(MATERIAL FOR THE TASK Opens)

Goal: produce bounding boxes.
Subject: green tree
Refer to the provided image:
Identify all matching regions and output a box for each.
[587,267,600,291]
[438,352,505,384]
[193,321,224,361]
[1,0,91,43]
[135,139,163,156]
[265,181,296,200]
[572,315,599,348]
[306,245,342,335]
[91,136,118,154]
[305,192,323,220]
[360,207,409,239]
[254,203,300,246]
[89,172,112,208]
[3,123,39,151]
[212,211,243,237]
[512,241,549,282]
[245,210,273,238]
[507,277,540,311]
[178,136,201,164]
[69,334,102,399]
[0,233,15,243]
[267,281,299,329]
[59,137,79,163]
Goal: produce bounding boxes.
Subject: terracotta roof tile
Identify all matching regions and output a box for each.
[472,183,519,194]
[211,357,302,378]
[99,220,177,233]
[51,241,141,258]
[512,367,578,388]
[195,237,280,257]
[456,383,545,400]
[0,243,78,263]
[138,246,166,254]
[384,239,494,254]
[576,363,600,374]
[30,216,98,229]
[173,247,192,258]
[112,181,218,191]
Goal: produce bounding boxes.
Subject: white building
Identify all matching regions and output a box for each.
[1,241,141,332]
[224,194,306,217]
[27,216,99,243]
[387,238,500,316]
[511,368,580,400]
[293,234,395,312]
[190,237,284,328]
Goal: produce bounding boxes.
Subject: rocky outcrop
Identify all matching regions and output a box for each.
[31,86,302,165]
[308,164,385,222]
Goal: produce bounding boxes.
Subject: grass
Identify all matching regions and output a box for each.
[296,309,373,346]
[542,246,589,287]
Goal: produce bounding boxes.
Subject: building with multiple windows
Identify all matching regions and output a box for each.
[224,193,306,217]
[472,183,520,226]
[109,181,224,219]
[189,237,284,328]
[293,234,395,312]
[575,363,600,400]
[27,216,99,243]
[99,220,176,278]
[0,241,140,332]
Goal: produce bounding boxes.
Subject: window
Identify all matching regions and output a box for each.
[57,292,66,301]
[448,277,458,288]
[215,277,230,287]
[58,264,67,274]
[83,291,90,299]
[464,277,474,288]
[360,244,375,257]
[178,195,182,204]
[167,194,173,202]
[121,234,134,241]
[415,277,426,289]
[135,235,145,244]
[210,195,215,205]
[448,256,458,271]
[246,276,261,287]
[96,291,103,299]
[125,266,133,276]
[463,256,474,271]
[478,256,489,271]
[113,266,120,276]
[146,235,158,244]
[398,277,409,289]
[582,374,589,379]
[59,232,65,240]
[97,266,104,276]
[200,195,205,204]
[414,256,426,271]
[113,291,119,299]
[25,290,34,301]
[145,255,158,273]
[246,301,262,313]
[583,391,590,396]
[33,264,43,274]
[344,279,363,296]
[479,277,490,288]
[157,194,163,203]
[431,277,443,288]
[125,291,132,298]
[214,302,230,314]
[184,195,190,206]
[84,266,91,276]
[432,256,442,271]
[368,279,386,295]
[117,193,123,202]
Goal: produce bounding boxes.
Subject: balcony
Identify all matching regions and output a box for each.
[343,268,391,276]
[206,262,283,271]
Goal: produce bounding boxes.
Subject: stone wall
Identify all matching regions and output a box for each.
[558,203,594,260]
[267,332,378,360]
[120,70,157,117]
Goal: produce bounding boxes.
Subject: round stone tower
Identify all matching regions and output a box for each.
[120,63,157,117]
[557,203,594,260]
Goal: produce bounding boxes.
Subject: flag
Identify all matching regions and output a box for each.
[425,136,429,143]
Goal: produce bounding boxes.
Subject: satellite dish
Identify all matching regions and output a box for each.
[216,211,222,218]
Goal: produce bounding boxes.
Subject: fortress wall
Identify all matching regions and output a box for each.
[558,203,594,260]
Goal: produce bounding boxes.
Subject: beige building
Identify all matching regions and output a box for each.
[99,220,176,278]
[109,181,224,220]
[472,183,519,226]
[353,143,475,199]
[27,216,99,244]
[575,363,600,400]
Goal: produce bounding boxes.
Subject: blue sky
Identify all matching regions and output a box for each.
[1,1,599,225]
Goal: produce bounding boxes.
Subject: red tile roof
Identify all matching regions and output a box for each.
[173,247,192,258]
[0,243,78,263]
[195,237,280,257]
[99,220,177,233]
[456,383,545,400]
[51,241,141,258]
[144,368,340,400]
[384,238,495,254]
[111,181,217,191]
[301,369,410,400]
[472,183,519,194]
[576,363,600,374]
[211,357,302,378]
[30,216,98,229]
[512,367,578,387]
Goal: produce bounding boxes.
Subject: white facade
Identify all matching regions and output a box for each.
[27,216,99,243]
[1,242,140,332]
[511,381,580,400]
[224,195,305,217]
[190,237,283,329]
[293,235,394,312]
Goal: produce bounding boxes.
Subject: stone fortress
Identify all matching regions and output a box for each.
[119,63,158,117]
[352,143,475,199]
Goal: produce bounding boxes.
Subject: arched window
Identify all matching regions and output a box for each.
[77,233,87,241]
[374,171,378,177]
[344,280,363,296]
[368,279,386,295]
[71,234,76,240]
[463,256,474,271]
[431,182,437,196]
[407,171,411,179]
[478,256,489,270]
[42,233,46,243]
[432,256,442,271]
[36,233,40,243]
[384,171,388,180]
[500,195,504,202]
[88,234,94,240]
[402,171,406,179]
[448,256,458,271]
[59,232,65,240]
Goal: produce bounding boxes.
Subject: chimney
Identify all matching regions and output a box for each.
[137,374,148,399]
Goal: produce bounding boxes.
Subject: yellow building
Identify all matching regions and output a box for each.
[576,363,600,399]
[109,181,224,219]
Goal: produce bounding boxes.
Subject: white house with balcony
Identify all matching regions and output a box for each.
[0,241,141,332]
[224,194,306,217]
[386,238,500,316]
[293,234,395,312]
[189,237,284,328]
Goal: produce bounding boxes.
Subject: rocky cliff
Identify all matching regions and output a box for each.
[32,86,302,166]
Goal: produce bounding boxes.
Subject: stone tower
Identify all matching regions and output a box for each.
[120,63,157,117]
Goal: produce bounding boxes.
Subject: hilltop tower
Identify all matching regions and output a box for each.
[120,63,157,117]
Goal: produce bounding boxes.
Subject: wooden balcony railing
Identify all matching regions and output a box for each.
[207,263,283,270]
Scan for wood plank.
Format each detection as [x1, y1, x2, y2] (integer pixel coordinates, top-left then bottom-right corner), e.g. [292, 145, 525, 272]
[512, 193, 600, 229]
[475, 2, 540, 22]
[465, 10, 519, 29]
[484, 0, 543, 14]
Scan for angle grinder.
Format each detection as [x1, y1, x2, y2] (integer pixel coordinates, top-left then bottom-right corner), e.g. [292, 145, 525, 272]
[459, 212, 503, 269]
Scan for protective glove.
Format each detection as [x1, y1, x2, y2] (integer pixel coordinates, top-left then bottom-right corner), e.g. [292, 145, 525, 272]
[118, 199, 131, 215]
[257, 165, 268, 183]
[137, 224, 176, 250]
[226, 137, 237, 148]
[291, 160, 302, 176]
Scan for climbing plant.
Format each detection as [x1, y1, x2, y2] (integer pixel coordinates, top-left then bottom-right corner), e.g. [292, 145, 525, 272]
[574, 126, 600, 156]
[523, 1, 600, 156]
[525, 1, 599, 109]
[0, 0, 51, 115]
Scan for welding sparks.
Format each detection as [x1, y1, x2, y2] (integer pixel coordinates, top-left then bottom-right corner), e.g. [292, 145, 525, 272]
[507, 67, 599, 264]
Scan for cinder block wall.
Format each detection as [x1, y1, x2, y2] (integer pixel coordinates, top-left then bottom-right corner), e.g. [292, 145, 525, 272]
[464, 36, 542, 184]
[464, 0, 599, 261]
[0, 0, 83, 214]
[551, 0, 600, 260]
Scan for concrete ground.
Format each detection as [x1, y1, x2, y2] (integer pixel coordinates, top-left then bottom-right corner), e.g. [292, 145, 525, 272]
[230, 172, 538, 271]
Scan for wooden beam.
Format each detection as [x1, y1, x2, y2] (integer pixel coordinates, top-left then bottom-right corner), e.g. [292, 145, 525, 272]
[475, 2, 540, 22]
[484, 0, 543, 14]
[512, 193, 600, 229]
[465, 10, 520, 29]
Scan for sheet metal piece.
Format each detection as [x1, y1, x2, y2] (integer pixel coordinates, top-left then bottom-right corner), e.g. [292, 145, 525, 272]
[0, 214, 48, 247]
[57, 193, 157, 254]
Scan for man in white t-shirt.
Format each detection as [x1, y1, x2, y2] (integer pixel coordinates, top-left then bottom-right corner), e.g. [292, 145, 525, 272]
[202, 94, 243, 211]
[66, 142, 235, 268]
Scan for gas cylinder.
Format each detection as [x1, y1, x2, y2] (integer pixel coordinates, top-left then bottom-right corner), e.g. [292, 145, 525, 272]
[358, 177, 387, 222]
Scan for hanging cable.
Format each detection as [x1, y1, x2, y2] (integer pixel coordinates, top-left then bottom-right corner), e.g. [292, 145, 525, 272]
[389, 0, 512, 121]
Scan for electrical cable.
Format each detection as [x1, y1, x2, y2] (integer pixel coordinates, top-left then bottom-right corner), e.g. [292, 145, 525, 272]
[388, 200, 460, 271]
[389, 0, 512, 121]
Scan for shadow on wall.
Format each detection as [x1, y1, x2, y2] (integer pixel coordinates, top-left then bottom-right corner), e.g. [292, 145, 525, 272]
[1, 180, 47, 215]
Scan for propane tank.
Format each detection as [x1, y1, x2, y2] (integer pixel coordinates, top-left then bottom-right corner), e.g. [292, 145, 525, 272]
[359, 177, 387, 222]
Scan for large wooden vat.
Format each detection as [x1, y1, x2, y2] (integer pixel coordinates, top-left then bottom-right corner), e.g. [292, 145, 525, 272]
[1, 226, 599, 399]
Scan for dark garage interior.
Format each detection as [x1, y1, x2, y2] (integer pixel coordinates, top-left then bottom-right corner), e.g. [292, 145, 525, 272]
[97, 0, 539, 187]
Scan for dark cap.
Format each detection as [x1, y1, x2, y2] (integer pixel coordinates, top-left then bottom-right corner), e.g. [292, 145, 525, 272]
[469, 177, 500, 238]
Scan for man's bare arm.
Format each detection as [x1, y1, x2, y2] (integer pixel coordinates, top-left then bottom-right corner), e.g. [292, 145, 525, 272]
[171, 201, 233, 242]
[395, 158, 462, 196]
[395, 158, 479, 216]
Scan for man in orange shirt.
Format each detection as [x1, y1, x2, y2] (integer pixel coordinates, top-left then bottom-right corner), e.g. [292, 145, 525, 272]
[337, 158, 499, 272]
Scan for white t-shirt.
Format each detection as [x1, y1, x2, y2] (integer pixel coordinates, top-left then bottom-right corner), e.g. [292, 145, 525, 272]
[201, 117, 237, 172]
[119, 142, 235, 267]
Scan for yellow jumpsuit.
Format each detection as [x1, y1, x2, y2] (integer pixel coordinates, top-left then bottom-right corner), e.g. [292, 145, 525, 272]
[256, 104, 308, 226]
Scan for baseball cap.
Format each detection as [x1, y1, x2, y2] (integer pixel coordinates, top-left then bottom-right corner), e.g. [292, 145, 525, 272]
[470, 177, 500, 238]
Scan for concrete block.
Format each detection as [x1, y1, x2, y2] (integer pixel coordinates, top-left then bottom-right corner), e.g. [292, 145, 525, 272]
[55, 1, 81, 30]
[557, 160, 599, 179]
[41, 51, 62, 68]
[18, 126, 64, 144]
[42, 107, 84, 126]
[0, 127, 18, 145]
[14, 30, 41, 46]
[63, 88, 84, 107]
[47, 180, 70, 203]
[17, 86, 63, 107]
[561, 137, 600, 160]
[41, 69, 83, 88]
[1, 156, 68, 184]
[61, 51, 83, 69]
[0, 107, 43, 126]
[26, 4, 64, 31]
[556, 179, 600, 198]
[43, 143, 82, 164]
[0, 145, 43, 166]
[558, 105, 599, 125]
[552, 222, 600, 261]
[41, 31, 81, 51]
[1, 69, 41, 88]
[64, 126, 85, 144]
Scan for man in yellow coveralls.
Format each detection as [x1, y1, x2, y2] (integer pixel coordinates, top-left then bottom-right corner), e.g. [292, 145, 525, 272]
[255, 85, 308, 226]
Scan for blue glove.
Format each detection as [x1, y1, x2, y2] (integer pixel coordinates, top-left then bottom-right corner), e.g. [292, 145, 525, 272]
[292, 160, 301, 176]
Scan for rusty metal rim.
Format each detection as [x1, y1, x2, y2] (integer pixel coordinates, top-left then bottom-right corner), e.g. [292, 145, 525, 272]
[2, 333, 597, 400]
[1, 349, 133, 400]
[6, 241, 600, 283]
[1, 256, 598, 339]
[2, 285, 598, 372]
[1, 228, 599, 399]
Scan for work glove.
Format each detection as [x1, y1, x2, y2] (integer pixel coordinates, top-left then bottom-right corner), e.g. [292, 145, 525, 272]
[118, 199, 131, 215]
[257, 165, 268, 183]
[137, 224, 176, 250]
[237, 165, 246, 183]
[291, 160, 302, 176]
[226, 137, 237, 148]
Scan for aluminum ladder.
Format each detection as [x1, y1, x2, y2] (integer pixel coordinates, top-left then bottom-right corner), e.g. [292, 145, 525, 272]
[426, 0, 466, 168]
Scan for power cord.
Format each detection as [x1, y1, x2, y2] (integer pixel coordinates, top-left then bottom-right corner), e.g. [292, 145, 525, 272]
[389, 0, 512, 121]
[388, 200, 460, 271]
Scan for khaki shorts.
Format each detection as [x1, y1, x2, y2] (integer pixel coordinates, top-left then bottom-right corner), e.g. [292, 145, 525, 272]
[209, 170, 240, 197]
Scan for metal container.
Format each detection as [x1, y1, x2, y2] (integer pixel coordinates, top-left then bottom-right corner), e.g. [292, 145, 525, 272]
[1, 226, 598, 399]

(MATERIAL FOR THE TASK Closes)

## PROBLEM DESCRIPTION
Locate and copy each line in the data above that includes the word "tile".

## RESPONSE TO THE EXERCISE
Subject: terracotta roof tile
Subject: red tile roof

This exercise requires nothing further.